- Quoted text
-*-*-

Tplink in general has more features that netgear or linksys but not as fancy as asus. It is mostly a read the manual and see what features it has that you might use. Most routers have lots of stuff few people care about.

I don't know if apple has released a phone that has 160mhz support. The other feature that makes wifi6 faster is qam1024 but you must be very close to the router for this to work well. At a more normal distance using qam256 and 80mhz channels you use a encoding rate of 960 compared to 866 you see on 802.11ac.
This is the key reason you see almost no difference between wifi5 and wifi6.

The modem has a log you might see error messages around the time. Also there is a screen that show uncorrectable errors which is packet loss. You will always see some loss but the number should not change a lot.

I would leave a ping run to 8.8.8.8 and see if you see loss on that. You might be getting a DNS issues rather than a packet loss issue.
 
You likely need to leave it run constantly in the background. What you want is to be able to check it when you get a the other error.

-*-*-

- Aim of the task
Print the router post from "I would leave" to "the other error.", word for word.

-*-*-

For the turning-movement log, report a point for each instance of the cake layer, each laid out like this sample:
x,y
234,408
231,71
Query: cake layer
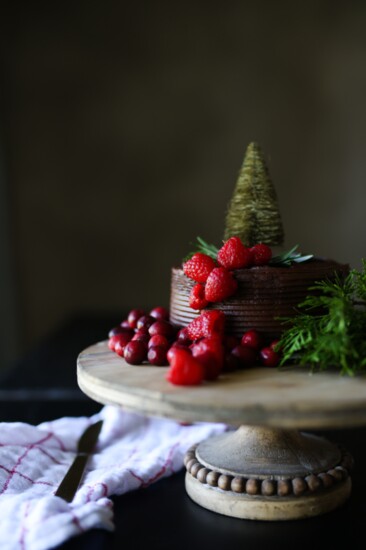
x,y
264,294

-*-*-

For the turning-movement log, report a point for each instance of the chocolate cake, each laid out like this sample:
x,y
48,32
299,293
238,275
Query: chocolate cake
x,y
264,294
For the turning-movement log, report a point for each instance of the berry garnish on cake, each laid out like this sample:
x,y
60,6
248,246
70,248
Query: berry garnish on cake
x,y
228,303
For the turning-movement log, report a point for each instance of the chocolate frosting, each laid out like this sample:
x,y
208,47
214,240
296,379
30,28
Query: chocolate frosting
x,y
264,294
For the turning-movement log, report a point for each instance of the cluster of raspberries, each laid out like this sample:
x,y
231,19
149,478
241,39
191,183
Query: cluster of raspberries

-*-*-

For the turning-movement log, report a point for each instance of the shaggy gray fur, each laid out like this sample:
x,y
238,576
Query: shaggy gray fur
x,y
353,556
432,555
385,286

-*-*-

- Written response
I would leave a ping run to 8.8.8.8 and see if you see loss on that. You might be getting a DNS issues rather than a packet loss issue.
 
You likely need to leave it run constantly in the background. What you want is to be able to check it when you get a the other error.